● **EXCERPT PROVIDED**:
━━━━━━━━━━

In order to apply the idea of using separate parts of a data set for training and testing, one needs to select random subsets of the data set. As a very simple example, we consider the Iris data set that we want to split into training and test sets. The size of the training set should contain 2/3 of the original data, and the test set 1/3. It would not be a good idea to take the first 100 records in the Iris data set for training purposes and the remaining 50 as a test set, since the records in the Iris data set are ordered with respect to the species.With such a split, all examples of Iris setosa and Iris versicolor would end up in the training set, but none of Iris versicolor, which would form the test set. Therefore, we need random sample from the Iris data set. If the records in the Iris data set were not systematically orderer, but in a random order, we could just take the first 100 records for training purposes and the remaining 50 as a test set.
Sampling and orderings in R provide a simple way to shuffle a data set, i.e., to generate a random order of the records.
First, we need to know the number n
of records in our data set. Then we generate
a permutation of the numbers 1, . . . , n
by sampling from the vector containing the
numbers 1, . . . , n
, generated by the R-command c(1:n)
. We sample n
numbers
without replacement from this vector:
n <- length(iris$Species)
permut <- sample(c(1:n),n,replace=F)
Then we define this permutation as an ordering in which the records of our data set
should be ordered and store the shuffled data set in the object iris.shuffled
:
ord <- order(permut)
iris.shuffled <- iris[ord,]
Now define how large the fraction for the training set should be—here 2/3—and take the first two thirds of the data set as a training set and the last third as a test set:
prop.train <- 2/3 # training data consists of 2/3 of observations
k <- round(prop.train*n)
iris.training <- iris.shuffled[1:k,]
iris.test <- iris.shuffled[(k+1):n,]
The R-command sample
can also be used to generate bootstrap samples by setting
the parameter replace
to TRUE
instead of F
(FALSE
).

━━━━━━━━━━

● **DATASET ENTRIES**:
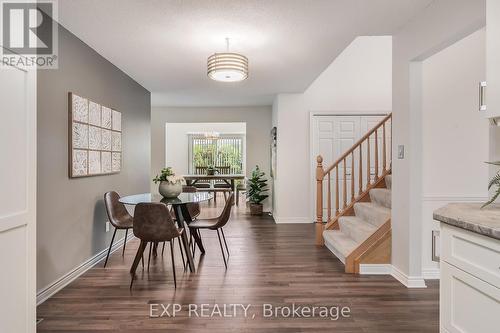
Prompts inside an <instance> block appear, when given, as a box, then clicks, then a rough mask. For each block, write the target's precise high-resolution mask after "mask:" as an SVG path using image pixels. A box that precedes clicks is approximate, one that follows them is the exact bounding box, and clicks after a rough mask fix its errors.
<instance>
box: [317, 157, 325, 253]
mask: <svg viewBox="0 0 500 333" xmlns="http://www.w3.org/2000/svg"><path fill="white" fill-rule="evenodd" d="M316 161H317V162H318V165H317V166H316V245H323V244H324V242H323V229H324V227H323V177H324V170H323V157H321V155H318V157H317V158H316Z"/></svg>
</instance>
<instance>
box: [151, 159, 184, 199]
mask: <svg viewBox="0 0 500 333" xmlns="http://www.w3.org/2000/svg"><path fill="white" fill-rule="evenodd" d="M153 181H154V183H155V184H157V183H160V186H159V187H158V192H160V194H161V195H162V196H163V197H165V198H177V197H178V196H179V194H181V192H182V184H184V178H183V177H180V176H176V175H175V173H174V172H173V171H172V168H171V167H166V168H163V169H162V170H161V172H160V175H156V177H155V178H154V179H153Z"/></svg>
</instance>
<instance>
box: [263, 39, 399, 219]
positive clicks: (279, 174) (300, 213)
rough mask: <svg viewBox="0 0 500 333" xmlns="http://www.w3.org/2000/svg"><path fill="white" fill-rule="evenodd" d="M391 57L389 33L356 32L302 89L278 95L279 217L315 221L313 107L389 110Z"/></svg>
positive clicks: (280, 218) (390, 97)
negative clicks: (296, 90)
mask: <svg viewBox="0 0 500 333" xmlns="http://www.w3.org/2000/svg"><path fill="white" fill-rule="evenodd" d="M391 63H392V38H391V37H387V36H379V37H358V38H356V39H355V40H354V41H353V42H352V43H351V44H350V45H349V46H348V47H347V48H346V49H345V50H344V51H343V52H342V54H340V55H339V56H338V57H337V58H336V59H335V60H334V61H333V62H332V63H331V64H330V66H329V67H328V68H326V69H325V71H324V72H323V73H322V74H320V75H319V76H318V78H317V79H316V80H315V81H314V82H312V84H311V85H310V86H309V88H308V89H307V90H306V91H305V92H304V93H302V94H279V95H278V96H277V97H276V99H275V101H274V104H273V112H272V114H273V125H274V126H277V128H278V136H277V138H278V147H277V157H278V159H277V178H276V179H275V180H274V190H275V198H274V209H273V213H274V218H275V220H276V222H277V223H291V222H312V221H313V215H314V211H313V204H312V203H313V201H312V199H311V198H312V196H313V192H312V189H313V187H312V186H311V185H312V184H311V183H312V179H311V177H310V175H311V170H312V168H315V167H316V166H315V164H314V163H312V161H311V157H310V128H309V127H310V126H309V118H310V113H311V111H329V112H332V113H335V112H337V113H344V114H345V113H380V112H384V113H387V112H390V111H391V103H392V95H391V93H392V75H391V71H392V65H391Z"/></svg>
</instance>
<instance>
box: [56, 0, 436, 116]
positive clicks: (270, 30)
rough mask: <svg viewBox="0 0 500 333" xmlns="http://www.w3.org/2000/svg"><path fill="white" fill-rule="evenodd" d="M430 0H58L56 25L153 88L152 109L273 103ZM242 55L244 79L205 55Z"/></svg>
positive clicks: (144, 86)
mask: <svg viewBox="0 0 500 333" xmlns="http://www.w3.org/2000/svg"><path fill="white" fill-rule="evenodd" d="M430 2H432V0H246V1H245V0H147V1H146V0H135V1H133V0H60V1H59V21H60V22H61V23H62V24H63V25H64V26H65V27H66V28H67V29H68V30H70V31H71V32H72V33H74V34H75V35H76V36H78V37H79V38H80V39H82V40H83V41H84V42H85V43H87V44H88V45H90V46H91V47H92V48H93V49H95V50H96V51H97V52H99V53H100V54H101V55H103V56H104V57H105V58H107V59H108V60H109V61H111V62H112V63H114V64H115V65H116V66H117V67H119V68H120V69H121V70H123V71H124V72H125V73H127V74H128V75H130V76H131V77H132V78H134V79H135V80H136V81H138V82H139V83H140V84H142V85H143V86H144V87H145V88H147V89H148V90H150V91H151V92H152V103H153V105H156V106H159V105H168V106H224V105H270V104H272V100H273V98H274V95H275V94H277V93H283V92H285V93H286V92H289V93H293V92H302V91H304V90H305V89H306V88H307V87H308V85H309V84H310V83H311V82H312V81H313V80H314V79H315V78H316V77H317V76H318V75H319V74H320V73H321V72H322V71H323V70H324V69H325V68H326V67H327V66H328V65H329V64H330V63H331V62H332V61H333V60H334V59H335V58H336V57H337V55H338V54H339V53H340V52H342V50H343V49H344V48H345V47H346V46H347V45H349V43H350V42H351V41H352V40H353V39H354V38H355V37H356V36H359V35H390V34H392V33H393V32H394V31H396V30H397V29H398V28H399V27H401V26H402V25H404V23H405V22H407V21H408V20H409V19H411V18H412V17H413V16H414V15H415V14H416V13H418V11H420V10H422V9H423V8H425V7H426V6H427V5H428V4H429V3H430ZM226 37H229V38H230V39H231V50H232V51H235V52H240V53H243V54H245V55H246V56H247V57H248V58H249V61H250V76H249V78H248V79H247V80H246V81H244V82H241V83H236V84H235V83H219V82H214V81H212V80H210V79H208V77H207V75H206V59H207V57H208V56H209V55H210V54H212V53H214V52H216V51H223V50H224V49H225V38H226Z"/></svg>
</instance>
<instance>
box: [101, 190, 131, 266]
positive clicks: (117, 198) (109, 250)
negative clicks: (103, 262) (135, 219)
mask: <svg viewBox="0 0 500 333" xmlns="http://www.w3.org/2000/svg"><path fill="white" fill-rule="evenodd" d="M118 200H120V195H119V194H118V193H116V192H115V191H111V192H106V193H105V194H104V205H105V206H106V213H107V214H108V219H109V222H111V224H112V225H113V227H115V231H114V232H113V237H112V238H111V244H109V249H108V254H107V255H106V261H105V262H104V267H106V265H107V263H108V259H109V254H110V252H111V248H112V246H113V241H114V240H115V235H116V231H117V230H125V238H124V242H123V251H122V256H123V255H124V254H125V246H126V245H127V235H128V230H129V229H131V228H132V226H133V224H134V219H133V217H132V216H131V215H130V214H129V213H128V211H127V208H125V205H124V204H122V203H121V202H120V201H118Z"/></svg>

━━━━━━━━━━

● **JOB**: Name every object that the R code in the Iris data set tutorial above assigns a value to with the <- operator.

● **ANSWER AREA**: n, permut, ord, iris.shuffled, prop.train, k, iris.training, iris.test